(DOCUMENT TEXT begins)
Connecting as a client and counselor

I believe that I often overlook the client inside of me. I often find myself willing to help the people around me, which I rarely deal with my own presenting problems. I always concern myself with helping others that I never take the time to address my own problems. When others ask me, “is everything okay?” I always quickly say “yes.”
I do not believe that I do this in a self-righteous manner. I think I do it because I have always felt comfortable suppressing my emotions and keeping my problems private. I often place my focus on others because I am afraid of results if I decide to work on my problems.

In order to stay in contact with my inner client I have to be willing to acknowledge that do have your own problems. Also, I believe it is important to seek and attend counseling in order to work through presenting problems that may hinder us from becoming a more effective counselor. Self-care is an important aspect to this issue because the counselor has to be willing not to allow their problems to overwhelm them and then allow it to lead to burnout.
(DOCUMENT TEXT ends)
* [PROBLEM DESCRIPTION]:
Carry on the piece about connecting as both a client and a counselor, picking up right after its last sentence. The records that come next were taken from a separate source.
(INFORMATION GIVEN begins)
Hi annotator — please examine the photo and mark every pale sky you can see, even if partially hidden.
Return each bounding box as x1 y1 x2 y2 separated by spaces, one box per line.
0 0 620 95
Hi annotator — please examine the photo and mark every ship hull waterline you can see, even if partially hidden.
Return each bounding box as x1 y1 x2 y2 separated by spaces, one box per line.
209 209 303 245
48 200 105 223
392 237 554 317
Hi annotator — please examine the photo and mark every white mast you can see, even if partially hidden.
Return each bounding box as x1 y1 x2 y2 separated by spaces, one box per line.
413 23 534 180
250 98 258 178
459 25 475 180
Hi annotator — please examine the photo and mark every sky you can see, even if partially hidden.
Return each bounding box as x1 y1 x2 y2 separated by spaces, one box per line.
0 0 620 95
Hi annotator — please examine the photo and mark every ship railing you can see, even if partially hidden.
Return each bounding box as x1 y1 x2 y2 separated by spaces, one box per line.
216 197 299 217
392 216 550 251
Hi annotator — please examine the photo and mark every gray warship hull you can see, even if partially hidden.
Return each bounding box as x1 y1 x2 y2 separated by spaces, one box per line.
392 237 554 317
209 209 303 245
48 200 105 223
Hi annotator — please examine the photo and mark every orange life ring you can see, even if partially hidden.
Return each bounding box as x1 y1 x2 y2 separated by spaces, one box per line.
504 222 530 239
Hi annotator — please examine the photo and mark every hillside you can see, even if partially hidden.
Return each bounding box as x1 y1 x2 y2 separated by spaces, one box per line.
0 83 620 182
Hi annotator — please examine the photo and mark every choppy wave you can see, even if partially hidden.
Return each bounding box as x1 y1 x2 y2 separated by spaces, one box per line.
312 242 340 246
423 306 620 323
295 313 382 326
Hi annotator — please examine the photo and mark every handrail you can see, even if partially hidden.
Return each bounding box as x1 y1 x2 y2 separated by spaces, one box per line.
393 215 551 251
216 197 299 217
(INFORMATION GIVEN ends)
* [RESPONSE AREA]:
I really think it is important for me to first acknowledge my presenting problems. Next, I have to be willing to seek and attend counseling in order to become a better counselor and person. I think I need to practice self-care so, that I will not let my problems consume me and have a negative effect on every aspect of my life.

I believe my understanding of “everyone needs help” will help not to view the counseling relationship as “us” versus “them.” At the end of the day I should not look down at my clients and place myself on a pedestal. Also, I have to remember the counseling relationship is a collaborative relationship. Also, I believe my non-confrontational approach will allow me work with my clients, instead of telling them what to do and creating arguments with my clients. An open and inviting environment will help my clients to become open, honest, and willing to participate in the counseling process.

My characteristics

The foundational philosophy of counseling I feel most comfortable with is, advocacy. While growing up in a low-socioeconomic community, I have seen many people who needed help but did not have a voice. Many people in these communities have problems admitting they have a problem, seeking help, and having their voices heard. I have seen the many negative effects that it can have on person. Some of the effects are hopelessness, worthlessness, depression, confusion, and unaware. I would like to be an advocate for those who need more resources, those who are overlooked, and face many injustices on a daily basis. I want to show my clients that I genuinely care for them and is willing to be an advocate to make sure they are provided with everything they need in order to live full, healthy, positive, and productive lives.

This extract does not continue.